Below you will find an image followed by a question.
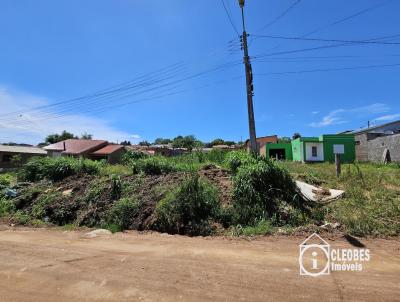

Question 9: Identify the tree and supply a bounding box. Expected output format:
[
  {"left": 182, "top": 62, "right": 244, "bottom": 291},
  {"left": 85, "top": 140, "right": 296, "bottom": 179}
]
[
  {"left": 139, "top": 141, "right": 150, "bottom": 147},
  {"left": 44, "top": 130, "right": 78, "bottom": 145},
  {"left": 154, "top": 137, "right": 172, "bottom": 145},
  {"left": 292, "top": 132, "right": 301, "bottom": 139},
  {"left": 81, "top": 132, "right": 93, "bottom": 139}
]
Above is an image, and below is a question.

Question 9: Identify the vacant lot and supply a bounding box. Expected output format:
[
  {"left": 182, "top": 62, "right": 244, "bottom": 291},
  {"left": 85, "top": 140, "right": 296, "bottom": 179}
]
[
  {"left": 0, "top": 150, "right": 400, "bottom": 237},
  {"left": 0, "top": 226, "right": 400, "bottom": 302}
]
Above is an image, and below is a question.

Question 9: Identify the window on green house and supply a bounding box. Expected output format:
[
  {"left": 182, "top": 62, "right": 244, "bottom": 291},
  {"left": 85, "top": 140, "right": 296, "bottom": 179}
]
[{"left": 311, "top": 146, "right": 318, "bottom": 157}]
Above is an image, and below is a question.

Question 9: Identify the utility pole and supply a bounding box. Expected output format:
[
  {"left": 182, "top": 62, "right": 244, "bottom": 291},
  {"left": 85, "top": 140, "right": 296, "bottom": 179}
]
[{"left": 239, "top": 0, "right": 259, "bottom": 154}]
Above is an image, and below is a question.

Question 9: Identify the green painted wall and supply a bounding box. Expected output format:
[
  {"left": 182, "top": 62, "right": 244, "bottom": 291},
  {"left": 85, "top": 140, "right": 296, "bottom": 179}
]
[
  {"left": 292, "top": 138, "right": 303, "bottom": 161},
  {"left": 265, "top": 143, "right": 293, "bottom": 160},
  {"left": 319, "top": 134, "right": 356, "bottom": 162}
]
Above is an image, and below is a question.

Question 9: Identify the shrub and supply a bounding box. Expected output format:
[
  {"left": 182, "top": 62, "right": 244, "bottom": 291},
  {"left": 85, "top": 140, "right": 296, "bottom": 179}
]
[
  {"left": 156, "top": 175, "right": 220, "bottom": 235},
  {"left": 12, "top": 211, "right": 32, "bottom": 225},
  {"left": 110, "top": 175, "right": 123, "bottom": 200},
  {"left": 0, "top": 174, "right": 13, "bottom": 187},
  {"left": 231, "top": 219, "right": 273, "bottom": 237},
  {"left": 31, "top": 192, "right": 61, "bottom": 219},
  {"left": 121, "top": 151, "right": 149, "bottom": 165},
  {"left": 133, "top": 156, "right": 177, "bottom": 175},
  {"left": 21, "top": 157, "right": 103, "bottom": 181},
  {"left": 0, "top": 197, "right": 16, "bottom": 217},
  {"left": 106, "top": 198, "right": 140, "bottom": 232},
  {"left": 233, "top": 158, "right": 296, "bottom": 225},
  {"left": 225, "top": 151, "right": 257, "bottom": 174},
  {"left": 78, "top": 159, "right": 106, "bottom": 175}
]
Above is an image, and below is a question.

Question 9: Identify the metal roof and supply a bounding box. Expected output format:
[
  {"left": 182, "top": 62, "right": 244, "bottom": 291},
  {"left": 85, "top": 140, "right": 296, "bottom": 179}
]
[
  {"left": 350, "top": 120, "right": 400, "bottom": 134},
  {"left": 92, "top": 145, "right": 124, "bottom": 155},
  {"left": 43, "top": 139, "right": 108, "bottom": 155},
  {"left": 0, "top": 145, "right": 47, "bottom": 154}
]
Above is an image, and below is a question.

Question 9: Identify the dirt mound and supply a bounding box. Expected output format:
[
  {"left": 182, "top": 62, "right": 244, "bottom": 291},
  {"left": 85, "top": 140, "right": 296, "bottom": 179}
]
[
  {"left": 199, "top": 164, "right": 232, "bottom": 205},
  {"left": 9, "top": 165, "right": 232, "bottom": 230}
]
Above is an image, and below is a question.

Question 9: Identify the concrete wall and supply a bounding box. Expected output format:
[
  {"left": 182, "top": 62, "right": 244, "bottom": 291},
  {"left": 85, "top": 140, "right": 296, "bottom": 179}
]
[
  {"left": 261, "top": 143, "right": 293, "bottom": 160},
  {"left": 355, "top": 133, "right": 368, "bottom": 161},
  {"left": 304, "top": 142, "right": 324, "bottom": 161},
  {"left": 368, "top": 134, "right": 400, "bottom": 162},
  {"left": 292, "top": 138, "right": 303, "bottom": 161},
  {"left": 320, "top": 134, "right": 356, "bottom": 163}
]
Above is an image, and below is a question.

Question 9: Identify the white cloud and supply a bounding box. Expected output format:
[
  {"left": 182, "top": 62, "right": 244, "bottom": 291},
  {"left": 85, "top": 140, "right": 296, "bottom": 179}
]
[
  {"left": 310, "top": 109, "right": 346, "bottom": 127},
  {"left": 309, "top": 103, "right": 390, "bottom": 128},
  {"left": 373, "top": 113, "right": 400, "bottom": 122},
  {"left": 0, "top": 87, "right": 140, "bottom": 144}
]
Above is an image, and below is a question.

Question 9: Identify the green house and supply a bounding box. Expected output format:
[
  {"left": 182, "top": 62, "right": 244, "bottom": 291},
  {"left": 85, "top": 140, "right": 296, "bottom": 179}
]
[
  {"left": 261, "top": 143, "right": 293, "bottom": 160},
  {"left": 292, "top": 134, "right": 356, "bottom": 162}
]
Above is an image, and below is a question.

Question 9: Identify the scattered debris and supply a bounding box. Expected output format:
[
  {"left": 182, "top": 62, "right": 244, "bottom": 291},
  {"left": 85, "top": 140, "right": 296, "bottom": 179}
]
[
  {"left": 4, "top": 188, "right": 17, "bottom": 198},
  {"left": 321, "top": 222, "right": 340, "bottom": 229},
  {"left": 62, "top": 189, "right": 74, "bottom": 196},
  {"left": 312, "top": 188, "right": 331, "bottom": 201},
  {"left": 296, "top": 180, "right": 345, "bottom": 202}
]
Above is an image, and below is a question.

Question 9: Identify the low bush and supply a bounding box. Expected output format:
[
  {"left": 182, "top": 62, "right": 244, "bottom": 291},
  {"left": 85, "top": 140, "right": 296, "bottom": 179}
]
[
  {"left": 110, "top": 175, "right": 123, "bottom": 200},
  {"left": 230, "top": 219, "right": 274, "bottom": 237},
  {"left": 11, "top": 210, "right": 32, "bottom": 225},
  {"left": 121, "top": 151, "right": 149, "bottom": 165},
  {"left": 156, "top": 175, "right": 220, "bottom": 235},
  {"left": 20, "top": 157, "right": 103, "bottom": 181},
  {"left": 0, "top": 173, "right": 14, "bottom": 187},
  {"left": 106, "top": 198, "right": 140, "bottom": 232},
  {"left": 232, "top": 157, "right": 296, "bottom": 225},
  {"left": 0, "top": 197, "right": 16, "bottom": 217},
  {"left": 132, "top": 156, "right": 177, "bottom": 175},
  {"left": 225, "top": 151, "right": 257, "bottom": 174},
  {"left": 31, "top": 192, "right": 61, "bottom": 219}
]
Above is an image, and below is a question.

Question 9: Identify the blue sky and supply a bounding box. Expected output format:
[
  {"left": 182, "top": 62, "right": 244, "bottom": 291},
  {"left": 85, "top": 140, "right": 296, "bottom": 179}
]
[{"left": 0, "top": 0, "right": 400, "bottom": 143}]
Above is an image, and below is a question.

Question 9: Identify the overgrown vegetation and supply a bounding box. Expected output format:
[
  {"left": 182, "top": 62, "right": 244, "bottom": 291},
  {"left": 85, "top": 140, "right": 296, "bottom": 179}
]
[
  {"left": 104, "top": 198, "right": 139, "bottom": 232},
  {"left": 156, "top": 175, "right": 220, "bottom": 235},
  {"left": 20, "top": 157, "right": 104, "bottom": 181},
  {"left": 279, "top": 162, "right": 400, "bottom": 236}
]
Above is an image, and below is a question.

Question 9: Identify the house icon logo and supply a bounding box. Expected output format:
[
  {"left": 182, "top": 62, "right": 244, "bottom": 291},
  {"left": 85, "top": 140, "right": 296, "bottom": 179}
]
[{"left": 299, "top": 233, "right": 330, "bottom": 277}]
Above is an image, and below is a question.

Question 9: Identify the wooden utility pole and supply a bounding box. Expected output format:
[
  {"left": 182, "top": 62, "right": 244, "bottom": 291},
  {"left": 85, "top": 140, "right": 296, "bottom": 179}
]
[
  {"left": 335, "top": 153, "right": 342, "bottom": 177},
  {"left": 239, "top": 0, "right": 259, "bottom": 153}
]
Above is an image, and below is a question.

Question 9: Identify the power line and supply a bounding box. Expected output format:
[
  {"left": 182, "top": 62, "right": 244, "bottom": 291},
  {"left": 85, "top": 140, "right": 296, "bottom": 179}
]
[
  {"left": 255, "top": 34, "right": 400, "bottom": 58},
  {"left": 0, "top": 39, "right": 239, "bottom": 120},
  {"left": 252, "top": 35, "right": 400, "bottom": 45},
  {"left": 302, "top": 0, "right": 393, "bottom": 37},
  {"left": 255, "top": 63, "right": 400, "bottom": 76},
  {"left": 256, "top": 0, "right": 302, "bottom": 32},
  {"left": 0, "top": 76, "right": 243, "bottom": 128},
  {"left": 0, "top": 60, "right": 242, "bottom": 125},
  {"left": 221, "top": 0, "right": 240, "bottom": 36},
  {"left": 258, "top": 0, "right": 393, "bottom": 50}
]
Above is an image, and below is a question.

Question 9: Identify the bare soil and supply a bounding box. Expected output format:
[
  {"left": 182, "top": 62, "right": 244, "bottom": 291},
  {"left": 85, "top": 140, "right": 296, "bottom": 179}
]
[{"left": 0, "top": 225, "right": 400, "bottom": 302}]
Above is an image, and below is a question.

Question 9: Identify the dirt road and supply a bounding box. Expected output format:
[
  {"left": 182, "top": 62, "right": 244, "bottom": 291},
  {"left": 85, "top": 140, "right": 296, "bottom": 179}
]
[{"left": 0, "top": 227, "right": 400, "bottom": 302}]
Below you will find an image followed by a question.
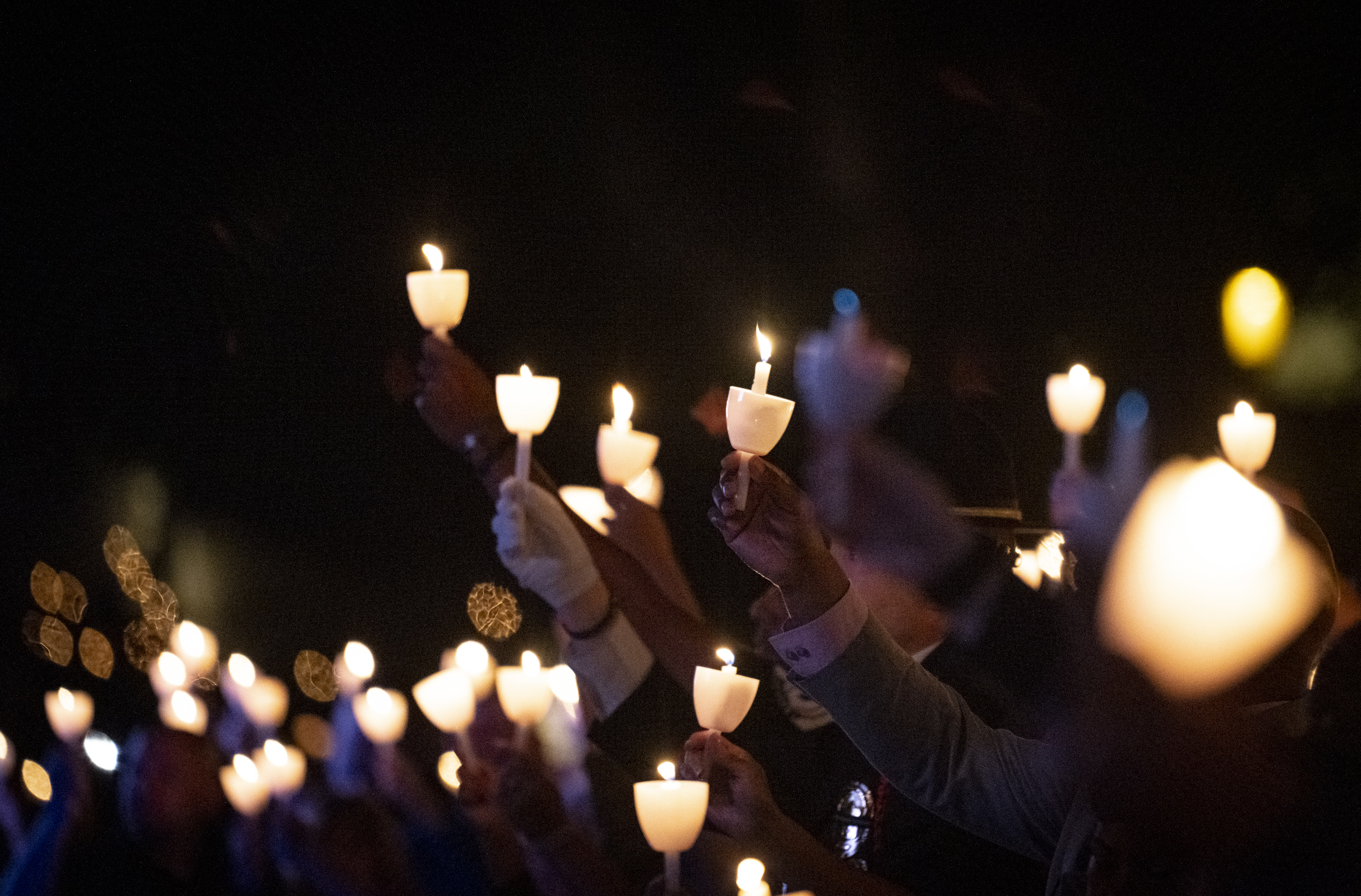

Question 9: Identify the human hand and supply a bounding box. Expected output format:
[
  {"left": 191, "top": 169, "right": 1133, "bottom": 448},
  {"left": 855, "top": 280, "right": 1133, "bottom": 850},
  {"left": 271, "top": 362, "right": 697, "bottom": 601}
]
[
  {"left": 682, "top": 731, "right": 780, "bottom": 840},
  {"left": 415, "top": 335, "right": 500, "bottom": 451},
  {"left": 492, "top": 478, "right": 600, "bottom": 610}
]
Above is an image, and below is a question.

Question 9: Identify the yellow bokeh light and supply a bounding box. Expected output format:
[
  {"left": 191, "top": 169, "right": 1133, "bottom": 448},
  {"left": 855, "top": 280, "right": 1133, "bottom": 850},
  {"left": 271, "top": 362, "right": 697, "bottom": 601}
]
[{"left": 1221, "top": 267, "right": 1290, "bottom": 367}]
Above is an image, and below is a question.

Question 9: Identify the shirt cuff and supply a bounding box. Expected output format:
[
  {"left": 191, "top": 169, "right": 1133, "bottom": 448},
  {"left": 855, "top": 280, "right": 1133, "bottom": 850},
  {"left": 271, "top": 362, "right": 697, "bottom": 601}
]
[
  {"left": 563, "top": 613, "right": 652, "bottom": 717},
  {"left": 770, "top": 586, "right": 870, "bottom": 678}
]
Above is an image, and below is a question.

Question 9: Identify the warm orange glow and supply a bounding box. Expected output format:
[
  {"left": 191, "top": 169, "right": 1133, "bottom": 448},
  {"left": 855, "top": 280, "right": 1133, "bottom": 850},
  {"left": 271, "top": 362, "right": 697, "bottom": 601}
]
[{"left": 1221, "top": 267, "right": 1290, "bottom": 367}]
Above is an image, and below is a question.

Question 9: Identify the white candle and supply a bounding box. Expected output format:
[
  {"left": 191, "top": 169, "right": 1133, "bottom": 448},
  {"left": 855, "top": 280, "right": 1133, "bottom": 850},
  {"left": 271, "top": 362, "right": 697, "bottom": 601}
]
[
  {"left": 250, "top": 739, "right": 308, "bottom": 796},
  {"left": 694, "top": 647, "right": 761, "bottom": 733},
  {"left": 170, "top": 622, "right": 218, "bottom": 678},
  {"left": 218, "top": 753, "right": 269, "bottom": 818},
  {"left": 440, "top": 641, "right": 497, "bottom": 700},
  {"left": 160, "top": 690, "right": 209, "bottom": 735},
  {"left": 497, "top": 364, "right": 561, "bottom": 481},
  {"left": 1044, "top": 364, "right": 1105, "bottom": 470},
  {"left": 354, "top": 688, "right": 407, "bottom": 744},
  {"left": 44, "top": 688, "right": 94, "bottom": 744},
  {"left": 407, "top": 242, "right": 468, "bottom": 342},
  {"left": 1219, "top": 402, "right": 1276, "bottom": 477},
  {"left": 596, "top": 383, "right": 661, "bottom": 485},
  {"left": 497, "top": 651, "right": 553, "bottom": 737},
  {"left": 633, "top": 763, "right": 709, "bottom": 893}
]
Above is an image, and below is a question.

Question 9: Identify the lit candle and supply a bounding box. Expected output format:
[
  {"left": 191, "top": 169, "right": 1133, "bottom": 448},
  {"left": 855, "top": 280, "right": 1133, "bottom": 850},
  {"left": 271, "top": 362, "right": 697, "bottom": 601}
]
[
  {"left": 218, "top": 753, "right": 269, "bottom": 818},
  {"left": 738, "top": 859, "right": 770, "bottom": 896},
  {"left": 252, "top": 739, "right": 308, "bottom": 796},
  {"left": 1044, "top": 364, "right": 1105, "bottom": 470},
  {"left": 339, "top": 641, "right": 375, "bottom": 696},
  {"left": 727, "top": 327, "right": 794, "bottom": 511},
  {"left": 407, "top": 242, "right": 468, "bottom": 342},
  {"left": 497, "top": 364, "right": 561, "bottom": 482},
  {"left": 596, "top": 383, "right": 661, "bottom": 485},
  {"left": 160, "top": 690, "right": 209, "bottom": 735},
  {"left": 440, "top": 641, "right": 497, "bottom": 700},
  {"left": 44, "top": 688, "right": 94, "bottom": 744},
  {"left": 354, "top": 688, "right": 407, "bottom": 744},
  {"left": 694, "top": 647, "right": 761, "bottom": 733},
  {"left": 497, "top": 651, "right": 553, "bottom": 741},
  {"left": 633, "top": 763, "right": 709, "bottom": 893},
  {"left": 1219, "top": 402, "right": 1276, "bottom": 478},
  {"left": 147, "top": 651, "right": 189, "bottom": 697},
  {"left": 170, "top": 622, "right": 218, "bottom": 678}
]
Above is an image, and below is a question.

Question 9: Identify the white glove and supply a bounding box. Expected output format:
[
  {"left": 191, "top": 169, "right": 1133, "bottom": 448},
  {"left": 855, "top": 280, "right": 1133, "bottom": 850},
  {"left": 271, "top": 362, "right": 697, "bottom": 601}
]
[{"left": 492, "top": 478, "right": 600, "bottom": 610}]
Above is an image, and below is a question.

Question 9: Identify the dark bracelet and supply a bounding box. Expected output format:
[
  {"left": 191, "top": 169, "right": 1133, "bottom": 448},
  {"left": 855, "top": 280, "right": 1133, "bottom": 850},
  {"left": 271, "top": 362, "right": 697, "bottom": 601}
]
[{"left": 562, "top": 600, "right": 620, "bottom": 641}]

━━━━━━━━━━

> Exercise description:
List each line in the material above that contains the string "pole", matching case exactly.

> Solution:
Question 9: Identify the utility pole and supply a bounding box. Expected output format:
Question 9: Identify the wooden utility pole and supply a bounding box. Expected output format:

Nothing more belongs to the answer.